What you should do: Reproduce verbatim the lines of the entries below, beginning with the line that contains "Can you find the curved" and continuing through the end of the entries.

────────────────────────────────────────

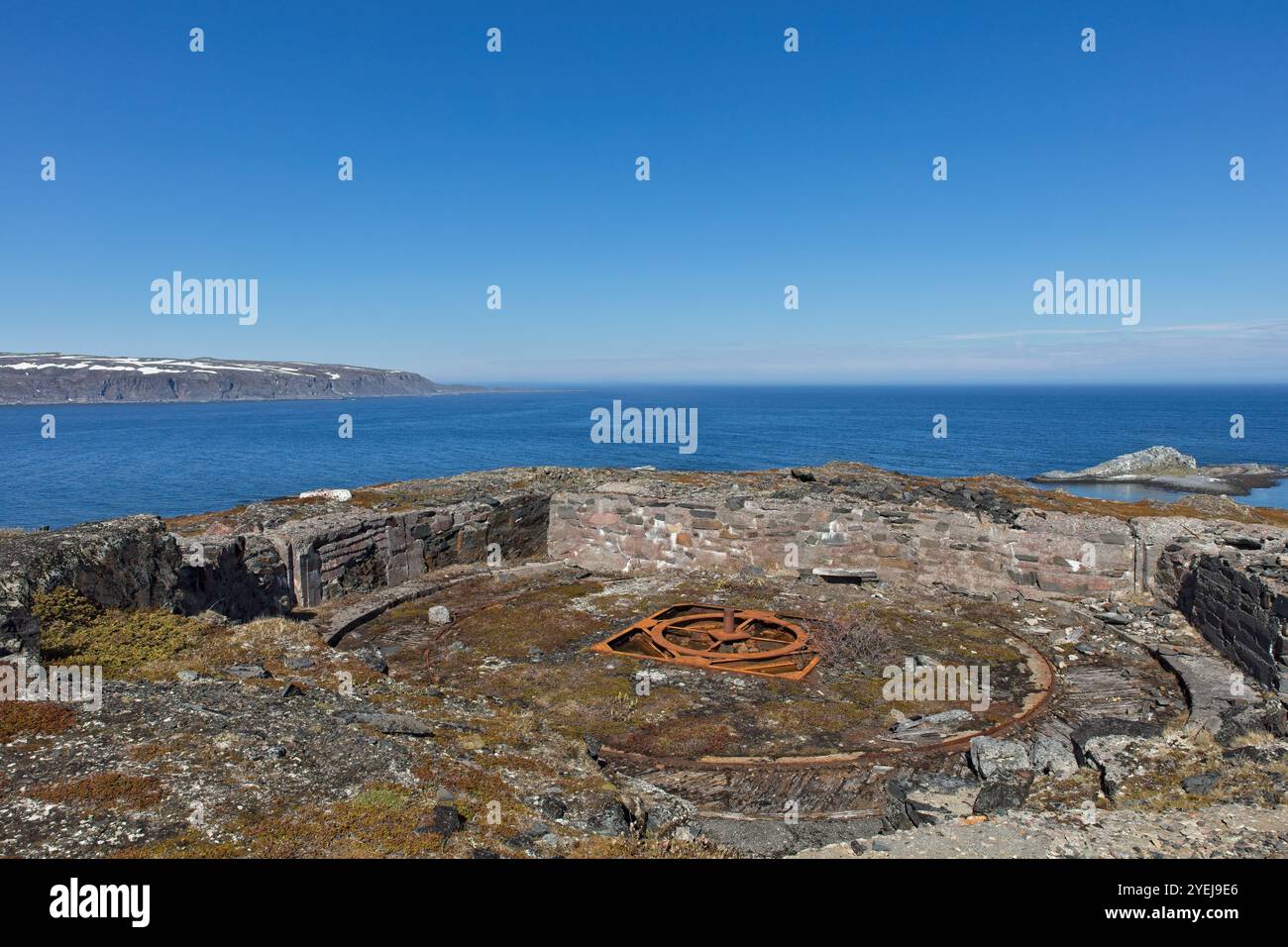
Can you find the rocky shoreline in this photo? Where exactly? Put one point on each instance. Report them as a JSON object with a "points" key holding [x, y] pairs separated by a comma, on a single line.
{"points": [[1166, 468]]}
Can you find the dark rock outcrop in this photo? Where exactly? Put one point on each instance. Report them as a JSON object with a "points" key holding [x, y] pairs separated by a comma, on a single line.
{"points": [[54, 379]]}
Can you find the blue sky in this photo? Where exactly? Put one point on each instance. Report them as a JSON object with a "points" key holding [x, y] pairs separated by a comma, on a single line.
{"points": [[768, 169]]}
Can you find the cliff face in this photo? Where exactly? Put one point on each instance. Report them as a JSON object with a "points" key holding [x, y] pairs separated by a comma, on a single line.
{"points": [[53, 377]]}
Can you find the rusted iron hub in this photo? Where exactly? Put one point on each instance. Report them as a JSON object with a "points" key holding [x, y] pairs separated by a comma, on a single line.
{"points": [[719, 638]]}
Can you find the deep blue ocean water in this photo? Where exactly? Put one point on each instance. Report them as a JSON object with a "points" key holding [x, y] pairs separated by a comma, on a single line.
{"points": [[110, 460]]}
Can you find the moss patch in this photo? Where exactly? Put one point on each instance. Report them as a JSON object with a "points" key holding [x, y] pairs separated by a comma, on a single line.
{"points": [[34, 719]]}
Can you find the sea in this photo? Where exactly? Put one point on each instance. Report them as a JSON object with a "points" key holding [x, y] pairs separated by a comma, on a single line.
{"points": [[117, 459]]}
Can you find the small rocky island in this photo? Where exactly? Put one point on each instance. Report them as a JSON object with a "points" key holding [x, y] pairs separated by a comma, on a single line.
{"points": [[52, 377], [1167, 468]]}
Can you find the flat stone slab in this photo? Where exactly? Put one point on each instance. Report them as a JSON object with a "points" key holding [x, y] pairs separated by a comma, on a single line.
{"points": [[846, 575]]}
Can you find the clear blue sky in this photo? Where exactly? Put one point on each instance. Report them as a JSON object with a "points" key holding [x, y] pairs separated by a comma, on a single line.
{"points": [[767, 169]]}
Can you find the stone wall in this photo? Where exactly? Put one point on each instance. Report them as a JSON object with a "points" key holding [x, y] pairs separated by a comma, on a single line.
{"points": [[357, 551], [1233, 586], [1043, 553], [136, 564]]}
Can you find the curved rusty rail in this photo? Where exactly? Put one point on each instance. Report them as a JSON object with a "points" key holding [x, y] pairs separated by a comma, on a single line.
{"points": [[1039, 668]]}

────────────────────────────────────────

Written answer:
Can you find the curved rusty rail in this photo? Where exactly? Put one point on each instance. Report them as a JSON object with a "points" key holding [x, y] pairs separated by a comma, on a single line.
{"points": [[1039, 668]]}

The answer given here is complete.